Self-Supervised Multiple Instance Learning for Acute Myeloid Leukemia Classification
Salome Kazeminia, Max Joosten, Dragan Bosnacki, Carsten Marr
TL;DR
This work tackles AML genetic subtype classification from blood smears under weak labeling by pre-training an MIL encoder with self-supervised learning (SSL) methods—SimCLR, SwAV, and DINO—and integrating it into an attention-based MIL classifier. The same unlabeled dataset drives both SSL pre-training and MIL training, enabling data-efficient, cost-effective analysis without extensive single-cell annotations. Results show SSL-pretrained encoders achieve performance comparable to fully supervised pretraining, with SimCLR often delivering the best classification and attention-based interpretability toward malignant cells. The approach demonstrates the practical potential of SSL in MIL for medical image analysis, advancing data-efficient, explainable AI for AML diagnosis.

■ **Work order A**: Which self-supervised learning methods does the AML classification summary list for pre-training the MIL encoder? Give all of them.
■ **Work order B**: Extend the AML classification summary with a few sentences that pick up after its final sentence.
The records that come after this point are from a separate source and have no connection to the AML classification summary.

■ **Provided information**:
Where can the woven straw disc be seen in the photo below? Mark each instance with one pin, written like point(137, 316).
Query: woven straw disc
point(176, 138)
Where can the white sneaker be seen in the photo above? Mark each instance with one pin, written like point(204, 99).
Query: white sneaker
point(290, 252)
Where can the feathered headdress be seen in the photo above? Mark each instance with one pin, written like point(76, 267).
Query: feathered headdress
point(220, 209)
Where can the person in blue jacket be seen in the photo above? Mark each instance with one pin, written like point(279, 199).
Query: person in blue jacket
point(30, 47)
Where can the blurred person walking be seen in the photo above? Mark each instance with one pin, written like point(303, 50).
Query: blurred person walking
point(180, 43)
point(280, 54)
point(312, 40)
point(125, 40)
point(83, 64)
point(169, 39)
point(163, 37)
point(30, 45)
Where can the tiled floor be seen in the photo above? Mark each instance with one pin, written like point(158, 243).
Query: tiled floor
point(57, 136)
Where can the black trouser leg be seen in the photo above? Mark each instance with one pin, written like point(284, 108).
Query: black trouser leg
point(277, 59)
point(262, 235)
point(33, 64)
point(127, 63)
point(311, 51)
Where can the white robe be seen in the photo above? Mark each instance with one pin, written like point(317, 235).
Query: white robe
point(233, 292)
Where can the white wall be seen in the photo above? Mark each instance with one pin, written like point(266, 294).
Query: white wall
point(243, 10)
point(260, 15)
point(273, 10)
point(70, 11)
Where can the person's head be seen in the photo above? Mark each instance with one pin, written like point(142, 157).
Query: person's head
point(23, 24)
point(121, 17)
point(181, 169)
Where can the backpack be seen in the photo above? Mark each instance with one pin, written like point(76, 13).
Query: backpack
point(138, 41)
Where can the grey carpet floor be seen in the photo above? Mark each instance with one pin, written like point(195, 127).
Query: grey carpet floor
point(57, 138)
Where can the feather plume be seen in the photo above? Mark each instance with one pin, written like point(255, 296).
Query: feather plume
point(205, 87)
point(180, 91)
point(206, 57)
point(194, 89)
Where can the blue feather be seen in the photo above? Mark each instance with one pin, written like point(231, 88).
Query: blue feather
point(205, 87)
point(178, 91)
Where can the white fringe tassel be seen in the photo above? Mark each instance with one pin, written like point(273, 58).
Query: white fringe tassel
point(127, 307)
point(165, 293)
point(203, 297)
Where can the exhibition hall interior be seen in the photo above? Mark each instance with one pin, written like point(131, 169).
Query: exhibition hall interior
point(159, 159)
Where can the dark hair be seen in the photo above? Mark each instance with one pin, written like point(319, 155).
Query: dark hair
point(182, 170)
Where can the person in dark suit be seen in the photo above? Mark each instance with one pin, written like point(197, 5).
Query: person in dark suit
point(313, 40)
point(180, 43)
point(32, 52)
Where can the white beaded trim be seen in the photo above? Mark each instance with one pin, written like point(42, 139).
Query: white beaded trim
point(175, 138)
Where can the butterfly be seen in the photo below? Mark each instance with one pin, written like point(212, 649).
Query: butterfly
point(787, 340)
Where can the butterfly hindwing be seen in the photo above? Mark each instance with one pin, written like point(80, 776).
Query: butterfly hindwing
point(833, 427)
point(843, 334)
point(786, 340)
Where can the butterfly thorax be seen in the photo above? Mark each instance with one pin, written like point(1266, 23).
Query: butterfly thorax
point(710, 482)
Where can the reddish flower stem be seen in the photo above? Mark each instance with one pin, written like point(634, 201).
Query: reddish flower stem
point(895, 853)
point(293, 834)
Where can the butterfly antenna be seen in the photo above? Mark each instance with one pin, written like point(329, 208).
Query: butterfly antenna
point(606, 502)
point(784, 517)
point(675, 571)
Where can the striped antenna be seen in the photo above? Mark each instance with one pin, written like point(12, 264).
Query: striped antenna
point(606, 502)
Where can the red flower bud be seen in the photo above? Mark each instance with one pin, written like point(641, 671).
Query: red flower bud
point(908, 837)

■ **Expected output A**: SimCLR, SwAV, and DINO.

■ **Expected output B**:
Abstract
Automated disease diagnosis using medical image analysis relies on deep learning, often requiring large labeled datasets for supervised model training. Diseases like Acute Myeloid Leukemia (AML) pose challenges due to scarce and costly annotations on a single-cell level. Multiple Instance Learning (MIL) addresses weakly labeled scenarios but necessitates powerful encoders typically trained with labeled data. In this study, we explore Self-Supervised Learning (SSL) as a pre-training approach for MIL-based AML subtype classification from blood smears, removing the need for labeled data during encoder training. We investigate the three state-of-the-art SSL methods SimCLR, SwAV, and DINO, and compare their performance against supervised pre-training. Our findings show that SSL-pretrained encoders achieve comparable performance, showcasing the potential of SSL in MIL. This breakthrough offers a cost-effective and data-efficient solution, propelling the field of AI-based disease diagnosis.